**Aim**
Return the full material exactly.

☆ ☆ ☆ ☆ ☆

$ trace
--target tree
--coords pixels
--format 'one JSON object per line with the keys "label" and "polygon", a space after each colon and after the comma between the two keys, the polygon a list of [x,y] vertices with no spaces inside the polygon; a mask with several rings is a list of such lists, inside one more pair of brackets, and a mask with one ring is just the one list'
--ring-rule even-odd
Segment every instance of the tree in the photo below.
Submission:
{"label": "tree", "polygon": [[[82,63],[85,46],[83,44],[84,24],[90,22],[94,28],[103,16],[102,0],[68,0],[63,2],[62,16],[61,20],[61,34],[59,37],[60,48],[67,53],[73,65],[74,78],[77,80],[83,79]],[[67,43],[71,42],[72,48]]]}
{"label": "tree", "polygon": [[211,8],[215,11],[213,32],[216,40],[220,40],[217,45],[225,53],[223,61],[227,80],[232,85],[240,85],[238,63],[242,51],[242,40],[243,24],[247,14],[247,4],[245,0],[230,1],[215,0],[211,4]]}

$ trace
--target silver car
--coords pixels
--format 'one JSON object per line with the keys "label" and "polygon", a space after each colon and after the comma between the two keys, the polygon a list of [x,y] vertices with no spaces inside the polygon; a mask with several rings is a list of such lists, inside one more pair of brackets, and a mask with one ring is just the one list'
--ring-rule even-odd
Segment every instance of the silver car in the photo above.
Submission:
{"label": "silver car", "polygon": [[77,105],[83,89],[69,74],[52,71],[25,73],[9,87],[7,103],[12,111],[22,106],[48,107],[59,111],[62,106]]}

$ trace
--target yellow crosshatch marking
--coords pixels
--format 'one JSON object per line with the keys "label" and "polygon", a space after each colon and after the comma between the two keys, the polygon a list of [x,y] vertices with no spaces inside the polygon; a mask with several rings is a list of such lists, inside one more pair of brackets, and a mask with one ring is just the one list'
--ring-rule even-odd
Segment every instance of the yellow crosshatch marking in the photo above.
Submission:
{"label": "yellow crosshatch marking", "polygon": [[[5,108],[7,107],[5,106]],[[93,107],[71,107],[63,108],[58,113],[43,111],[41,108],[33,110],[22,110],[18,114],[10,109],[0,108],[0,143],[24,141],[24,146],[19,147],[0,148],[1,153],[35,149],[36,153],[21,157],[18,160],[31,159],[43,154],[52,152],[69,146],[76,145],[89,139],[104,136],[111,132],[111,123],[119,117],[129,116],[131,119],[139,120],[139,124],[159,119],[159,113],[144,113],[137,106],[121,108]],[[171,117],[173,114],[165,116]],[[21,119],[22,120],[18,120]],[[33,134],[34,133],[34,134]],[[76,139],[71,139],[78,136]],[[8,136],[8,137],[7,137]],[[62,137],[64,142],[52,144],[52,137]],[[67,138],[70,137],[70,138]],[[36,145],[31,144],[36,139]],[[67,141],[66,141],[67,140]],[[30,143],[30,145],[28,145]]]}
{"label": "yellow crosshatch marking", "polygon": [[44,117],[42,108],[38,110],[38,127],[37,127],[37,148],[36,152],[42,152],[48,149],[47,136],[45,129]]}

☆ ☆ ☆ ☆ ☆

**Reply to the task**
$ trace
--target tree
--coords pixels
--format 'one JSON object per line with the keys "label" and "polygon", a space after each colon and after the comma between the two keys, the polygon a list of [x,y] vertices with no spaces inside the polygon; a mask with several rings is a list of such lists, inside one more pair of brackets, and a mask with one ring is just the one list'
--ring-rule even-odd
Segment every instance of the tree in the photo below.
Submission:
{"label": "tree", "polygon": [[[82,63],[85,46],[83,44],[84,24],[90,22],[94,28],[103,16],[102,0],[68,0],[63,2],[62,16],[61,20],[61,34],[59,37],[60,48],[67,53],[73,65],[74,78],[77,80],[83,79]],[[67,43],[71,42],[72,48]]]}
{"label": "tree", "polygon": [[211,8],[215,11],[213,32],[216,40],[220,40],[217,45],[225,53],[223,61],[227,80],[232,85],[240,85],[238,63],[242,51],[242,40],[243,24],[247,14],[247,4],[245,0],[230,1],[215,0],[211,4]]}

$ trace
--target silver car
--coords pixels
--format 'one JSON object per line with the keys "label" and "polygon", a space after each colon and after the comma between the two keys, the polygon a list of [x,y] vertices with no spaces inside the polygon; a mask with several rings is a list of such lists, inside one more pair of brackets, and a mask with one ring is just the one list'
--ring-rule even-odd
Segment every instance of the silver car in the photo above.
Submission:
{"label": "silver car", "polygon": [[77,105],[83,89],[69,74],[52,71],[25,73],[9,87],[7,103],[12,111],[22,106],[48,107],[59,111],[62,106]]}

$ trace
--target yellow crosshatch marking
--coords pixels
--format 'one JSON object per line with the keys "label" and "polygon", a space after each colon and after the comma between the two keys, the polygon a list of [x,y] vertices with no spaces inside the polygon; a mask with several rings is a list of such lists, inside one more pair of brackets, and a mask with one ring is just the one list'
--ring-rule even-odd
Segment every instance of the yellow crosshatch marking in the photo above.
Submission:
{"label": "yellow crosshatch marking", "polygon": [[[5,108],[7,107],[5,106]],[[93,107],[71,107],[63,108],[58,113],[43,111],[41,108],[33,110],[22,110],[18,114],[10,109],[0,108],[0,143],[24,141],[24,146],[19,147],[0,148],[1,153],[35,149],[36,153],[21,157],[18,160],[31,159],[43,154],[52,152],[69,146],[76,145],[89,139],[104,136],[111,132],[111,123],[119,117],[129,116],[131,119],[139,120],[139,124],[159,119],[159,113],[144,113],[137,106],[121,108]],[[171,117],[173,114],[165,116]],[[21,119],[22,120],[18,120]],[[33,134],[34,133],[34,134]],[[76,139],[71,139],[78,136]],[[8,136],[8,137],[7,137]],[[62,137],[64,142],[52,144],[52,137]],[[67,138],[70,137],[70,138]],[[36,145],[31,144],[36,139]],[[67,141],[66,141],[67,140]],[[30,143],[30,145],[28,145]]]}
{"label": "yellow crosshatch marking", "polygon": [[44,117],[42,108],[38,110],[38,127],[37,127],[37,148],[36,152],[42,152],[48,149],[47,136],[45,129]]}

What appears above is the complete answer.